[Job]
Output the line containing "the thumb, like" and all subsequent lines of the listing below, copied exactly, with no other lines.

* start Task material *

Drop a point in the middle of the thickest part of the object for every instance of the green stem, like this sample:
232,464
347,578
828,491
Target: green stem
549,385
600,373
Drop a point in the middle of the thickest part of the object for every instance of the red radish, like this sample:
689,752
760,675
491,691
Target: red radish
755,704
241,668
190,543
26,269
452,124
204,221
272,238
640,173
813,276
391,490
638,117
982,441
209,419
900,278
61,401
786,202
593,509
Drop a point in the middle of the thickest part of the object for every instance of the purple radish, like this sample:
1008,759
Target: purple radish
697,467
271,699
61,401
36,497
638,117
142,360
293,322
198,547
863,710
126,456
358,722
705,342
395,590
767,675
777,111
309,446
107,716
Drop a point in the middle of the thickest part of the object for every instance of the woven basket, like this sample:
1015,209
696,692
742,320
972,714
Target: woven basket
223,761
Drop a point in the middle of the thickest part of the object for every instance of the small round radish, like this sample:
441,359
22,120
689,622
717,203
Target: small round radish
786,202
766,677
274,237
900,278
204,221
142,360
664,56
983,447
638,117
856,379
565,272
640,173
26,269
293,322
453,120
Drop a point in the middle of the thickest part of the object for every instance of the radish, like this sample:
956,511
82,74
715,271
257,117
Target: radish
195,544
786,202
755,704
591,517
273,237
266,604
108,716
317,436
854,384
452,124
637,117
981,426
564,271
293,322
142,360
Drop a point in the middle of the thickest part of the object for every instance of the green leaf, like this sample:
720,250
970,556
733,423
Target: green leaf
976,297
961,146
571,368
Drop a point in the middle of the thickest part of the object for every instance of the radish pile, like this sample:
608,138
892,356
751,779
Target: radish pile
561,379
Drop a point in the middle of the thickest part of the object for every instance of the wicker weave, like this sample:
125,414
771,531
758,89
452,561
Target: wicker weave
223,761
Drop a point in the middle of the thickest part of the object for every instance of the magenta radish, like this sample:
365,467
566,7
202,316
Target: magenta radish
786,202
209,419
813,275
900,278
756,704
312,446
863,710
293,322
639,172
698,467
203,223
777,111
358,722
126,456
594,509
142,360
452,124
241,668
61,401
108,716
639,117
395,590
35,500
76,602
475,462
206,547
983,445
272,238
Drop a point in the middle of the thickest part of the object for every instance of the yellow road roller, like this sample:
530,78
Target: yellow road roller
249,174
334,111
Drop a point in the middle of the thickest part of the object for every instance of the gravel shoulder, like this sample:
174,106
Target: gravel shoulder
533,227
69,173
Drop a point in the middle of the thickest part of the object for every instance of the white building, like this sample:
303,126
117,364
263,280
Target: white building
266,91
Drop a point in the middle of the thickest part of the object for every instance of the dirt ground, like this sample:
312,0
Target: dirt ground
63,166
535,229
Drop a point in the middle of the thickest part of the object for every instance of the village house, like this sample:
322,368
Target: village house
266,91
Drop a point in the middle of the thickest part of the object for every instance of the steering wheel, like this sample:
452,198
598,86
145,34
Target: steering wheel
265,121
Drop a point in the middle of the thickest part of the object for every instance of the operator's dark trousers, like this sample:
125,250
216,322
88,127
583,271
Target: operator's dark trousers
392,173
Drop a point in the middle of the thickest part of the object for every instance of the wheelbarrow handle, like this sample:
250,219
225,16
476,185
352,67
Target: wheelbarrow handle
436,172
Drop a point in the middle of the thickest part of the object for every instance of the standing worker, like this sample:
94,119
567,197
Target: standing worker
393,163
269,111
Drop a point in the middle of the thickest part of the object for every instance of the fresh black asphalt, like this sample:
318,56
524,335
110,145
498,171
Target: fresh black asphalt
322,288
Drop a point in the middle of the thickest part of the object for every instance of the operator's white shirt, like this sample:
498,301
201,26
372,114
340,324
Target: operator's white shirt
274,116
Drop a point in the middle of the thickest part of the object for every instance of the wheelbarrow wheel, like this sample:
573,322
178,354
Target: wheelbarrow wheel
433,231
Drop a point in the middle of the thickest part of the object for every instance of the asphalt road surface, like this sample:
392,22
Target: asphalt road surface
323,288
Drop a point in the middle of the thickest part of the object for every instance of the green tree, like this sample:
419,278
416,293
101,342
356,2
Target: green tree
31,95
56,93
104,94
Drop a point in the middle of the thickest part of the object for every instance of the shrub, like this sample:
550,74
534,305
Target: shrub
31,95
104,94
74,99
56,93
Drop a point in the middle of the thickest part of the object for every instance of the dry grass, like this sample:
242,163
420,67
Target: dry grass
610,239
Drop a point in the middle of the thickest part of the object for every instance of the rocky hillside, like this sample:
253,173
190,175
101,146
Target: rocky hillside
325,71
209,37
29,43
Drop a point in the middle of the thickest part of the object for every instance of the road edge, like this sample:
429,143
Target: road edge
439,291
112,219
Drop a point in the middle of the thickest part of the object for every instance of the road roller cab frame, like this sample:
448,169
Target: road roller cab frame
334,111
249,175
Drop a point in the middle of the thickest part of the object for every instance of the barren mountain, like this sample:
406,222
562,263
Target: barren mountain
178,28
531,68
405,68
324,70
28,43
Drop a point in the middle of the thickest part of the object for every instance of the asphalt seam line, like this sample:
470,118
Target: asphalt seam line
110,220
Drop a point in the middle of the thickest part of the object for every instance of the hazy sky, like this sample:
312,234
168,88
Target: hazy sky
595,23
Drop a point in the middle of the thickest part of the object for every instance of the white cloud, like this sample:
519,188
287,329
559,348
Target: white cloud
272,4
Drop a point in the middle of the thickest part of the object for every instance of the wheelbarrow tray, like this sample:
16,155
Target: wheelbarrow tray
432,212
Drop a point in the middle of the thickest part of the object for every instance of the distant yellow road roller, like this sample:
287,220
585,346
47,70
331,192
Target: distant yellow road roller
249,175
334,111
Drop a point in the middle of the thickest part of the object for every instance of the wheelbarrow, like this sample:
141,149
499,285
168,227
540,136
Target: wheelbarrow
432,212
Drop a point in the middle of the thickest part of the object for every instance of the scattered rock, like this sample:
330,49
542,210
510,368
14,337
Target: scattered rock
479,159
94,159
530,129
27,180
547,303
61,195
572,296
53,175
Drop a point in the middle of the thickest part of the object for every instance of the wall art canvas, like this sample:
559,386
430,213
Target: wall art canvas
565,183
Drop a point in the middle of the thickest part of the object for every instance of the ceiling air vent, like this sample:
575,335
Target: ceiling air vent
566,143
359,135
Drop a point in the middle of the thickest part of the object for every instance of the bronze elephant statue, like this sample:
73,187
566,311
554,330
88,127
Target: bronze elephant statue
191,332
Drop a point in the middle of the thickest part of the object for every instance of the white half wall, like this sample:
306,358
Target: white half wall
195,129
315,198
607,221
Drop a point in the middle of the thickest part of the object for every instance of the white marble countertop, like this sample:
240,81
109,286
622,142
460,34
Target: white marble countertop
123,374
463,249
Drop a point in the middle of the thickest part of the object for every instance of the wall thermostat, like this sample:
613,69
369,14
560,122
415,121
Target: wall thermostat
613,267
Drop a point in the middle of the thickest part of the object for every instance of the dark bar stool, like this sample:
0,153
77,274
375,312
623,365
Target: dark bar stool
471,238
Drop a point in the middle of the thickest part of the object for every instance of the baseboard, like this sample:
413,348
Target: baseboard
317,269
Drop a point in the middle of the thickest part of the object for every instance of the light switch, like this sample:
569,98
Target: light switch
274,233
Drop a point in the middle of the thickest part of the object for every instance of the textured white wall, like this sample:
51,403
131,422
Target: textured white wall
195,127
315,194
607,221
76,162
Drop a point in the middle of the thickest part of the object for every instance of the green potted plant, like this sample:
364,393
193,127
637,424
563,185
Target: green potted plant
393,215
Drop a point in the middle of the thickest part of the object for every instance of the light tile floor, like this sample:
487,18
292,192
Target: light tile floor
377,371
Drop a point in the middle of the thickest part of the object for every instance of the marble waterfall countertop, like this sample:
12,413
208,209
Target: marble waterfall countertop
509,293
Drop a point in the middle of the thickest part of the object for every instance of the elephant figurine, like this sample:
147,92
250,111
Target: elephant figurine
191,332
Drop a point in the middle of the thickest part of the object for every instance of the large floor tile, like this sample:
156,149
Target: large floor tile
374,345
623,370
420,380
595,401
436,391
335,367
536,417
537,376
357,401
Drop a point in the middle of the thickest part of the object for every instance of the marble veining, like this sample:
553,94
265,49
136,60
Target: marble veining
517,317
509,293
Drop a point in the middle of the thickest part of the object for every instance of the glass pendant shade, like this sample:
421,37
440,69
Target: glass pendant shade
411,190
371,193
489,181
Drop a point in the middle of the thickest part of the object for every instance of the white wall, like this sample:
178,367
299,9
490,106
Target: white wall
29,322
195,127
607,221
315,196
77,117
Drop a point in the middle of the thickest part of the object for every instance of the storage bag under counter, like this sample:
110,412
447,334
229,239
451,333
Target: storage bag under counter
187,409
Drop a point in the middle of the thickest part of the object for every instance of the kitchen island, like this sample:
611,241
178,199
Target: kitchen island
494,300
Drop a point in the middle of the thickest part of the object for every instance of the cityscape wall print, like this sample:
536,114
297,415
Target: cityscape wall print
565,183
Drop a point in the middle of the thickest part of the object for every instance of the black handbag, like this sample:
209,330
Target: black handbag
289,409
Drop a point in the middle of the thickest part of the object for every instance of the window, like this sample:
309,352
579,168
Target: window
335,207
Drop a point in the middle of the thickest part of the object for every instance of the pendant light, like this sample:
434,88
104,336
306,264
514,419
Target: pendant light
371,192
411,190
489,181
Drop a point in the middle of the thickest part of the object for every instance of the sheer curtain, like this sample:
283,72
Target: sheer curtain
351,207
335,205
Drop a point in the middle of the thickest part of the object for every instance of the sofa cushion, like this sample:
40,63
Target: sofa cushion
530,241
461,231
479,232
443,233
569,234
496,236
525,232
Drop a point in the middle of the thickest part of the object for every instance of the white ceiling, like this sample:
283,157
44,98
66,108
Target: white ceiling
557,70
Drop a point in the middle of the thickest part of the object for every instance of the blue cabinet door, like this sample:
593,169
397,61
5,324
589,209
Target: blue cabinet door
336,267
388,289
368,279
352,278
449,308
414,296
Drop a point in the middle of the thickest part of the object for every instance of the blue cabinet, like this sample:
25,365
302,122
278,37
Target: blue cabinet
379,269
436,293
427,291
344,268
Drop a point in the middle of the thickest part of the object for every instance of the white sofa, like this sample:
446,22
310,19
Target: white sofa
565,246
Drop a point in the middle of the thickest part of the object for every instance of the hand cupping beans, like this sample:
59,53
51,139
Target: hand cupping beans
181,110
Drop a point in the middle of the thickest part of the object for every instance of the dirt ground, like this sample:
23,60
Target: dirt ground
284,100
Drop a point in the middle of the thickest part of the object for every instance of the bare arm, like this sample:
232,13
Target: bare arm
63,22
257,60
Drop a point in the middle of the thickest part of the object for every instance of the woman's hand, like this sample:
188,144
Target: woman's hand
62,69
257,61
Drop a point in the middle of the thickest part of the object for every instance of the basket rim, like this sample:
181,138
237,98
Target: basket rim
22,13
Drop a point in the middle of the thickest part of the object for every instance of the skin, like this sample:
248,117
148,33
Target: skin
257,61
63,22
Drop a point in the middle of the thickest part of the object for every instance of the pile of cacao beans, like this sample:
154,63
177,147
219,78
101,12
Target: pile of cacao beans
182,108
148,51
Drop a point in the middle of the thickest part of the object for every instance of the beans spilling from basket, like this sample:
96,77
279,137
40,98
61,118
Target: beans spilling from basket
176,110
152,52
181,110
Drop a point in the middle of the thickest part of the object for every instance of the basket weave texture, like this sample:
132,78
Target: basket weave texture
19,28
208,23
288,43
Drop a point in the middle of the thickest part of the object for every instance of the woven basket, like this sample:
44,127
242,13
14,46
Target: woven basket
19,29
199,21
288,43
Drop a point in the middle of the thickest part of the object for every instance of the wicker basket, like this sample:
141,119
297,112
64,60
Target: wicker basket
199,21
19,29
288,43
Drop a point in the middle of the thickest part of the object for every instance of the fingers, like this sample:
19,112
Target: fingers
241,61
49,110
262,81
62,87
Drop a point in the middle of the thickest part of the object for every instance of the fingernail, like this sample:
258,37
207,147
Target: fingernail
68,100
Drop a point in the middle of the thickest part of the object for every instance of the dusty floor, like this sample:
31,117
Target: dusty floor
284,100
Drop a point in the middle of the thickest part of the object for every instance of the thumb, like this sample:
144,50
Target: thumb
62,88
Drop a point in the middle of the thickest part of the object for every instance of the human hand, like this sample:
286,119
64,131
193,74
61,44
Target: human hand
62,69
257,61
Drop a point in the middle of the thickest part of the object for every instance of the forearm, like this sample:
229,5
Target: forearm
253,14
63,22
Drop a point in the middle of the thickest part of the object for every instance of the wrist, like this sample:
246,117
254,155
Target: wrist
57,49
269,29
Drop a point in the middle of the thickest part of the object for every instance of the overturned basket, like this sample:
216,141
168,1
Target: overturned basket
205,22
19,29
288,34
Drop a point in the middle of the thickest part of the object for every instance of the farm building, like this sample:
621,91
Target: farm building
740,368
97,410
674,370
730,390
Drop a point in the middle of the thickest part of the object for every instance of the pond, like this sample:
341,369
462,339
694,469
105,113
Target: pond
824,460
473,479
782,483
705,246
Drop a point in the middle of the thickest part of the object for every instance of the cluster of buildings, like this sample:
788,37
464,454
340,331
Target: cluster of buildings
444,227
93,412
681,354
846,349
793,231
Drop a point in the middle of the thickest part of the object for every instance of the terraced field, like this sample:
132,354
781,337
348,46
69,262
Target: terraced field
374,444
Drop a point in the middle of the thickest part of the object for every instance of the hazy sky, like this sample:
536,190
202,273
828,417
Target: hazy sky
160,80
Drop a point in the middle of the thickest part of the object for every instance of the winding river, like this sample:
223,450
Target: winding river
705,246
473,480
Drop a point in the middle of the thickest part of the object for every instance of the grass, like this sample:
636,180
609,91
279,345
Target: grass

* end Task material *

[Result for this task]
Drop a point in the middle of the thickest part of the object for every instance of the thumb, like this sample:
144,50
Target: thumb
62,88
Drop a point in the middle of the thickest part of the object for every instance of the human hand, like this sample:
286,119
64,131
193,74
61,44
Target: human hand
62,69
257,61
Drop a point in the middle of the thickest part of the object for every instance of the forearm, like this sample:
229,5
Target: forearm
253,14
63,22
Drop a point in the middle of the thickest part of the object for every instance of the wrist, like this sample:
246,117
254,155
Target: wrist
57,49
269,29
Drop a point in the middle of the thickest part of the object for every instance of the overturned basket, like this sample:
216,141
168,1
Target: overturned basket
205,22
19,29
288,34
Drop a point in the middle of the thickest part of the object for every instance of the farm building, like this sample:
621,91
Target: farm building
740,368
97,410
674,370
730,390
Drop a point in the middle of the thickest part of the object for every instance of the pond, like this sample:
341,369
462,339
694,469
105,113
Target: pond
824,460
473,479
782,483
705,246
Drop a point in the middle of the thickest part of the object for every instance of the cluster of buildings, like this sample:
788,37
464,454
340,331
Target: cluster of buildings
444,227
93,412
681,354
846,349
793,231
Drop a point in the middle of the thickest part of the object for every instance of the terraced field, like this sample:
132,354
781,337
348,46
69,262
Target: terraced field
374,444
Drop a point in the middle of the thickest part of the object for every instance of the hazy sky, like this sample:
536,190
202,273
828,417
Target: hazy sky
160,80
Drop a point in the middle of the thickest part of the object for every instance of the winding river, like this sample:
223,450
Target: winding river
705,246
473,480
Drop a point in the middle of the thickest part of the object for every instance of the grass, like this sample:
636,180
609,91
279,345
Target: grass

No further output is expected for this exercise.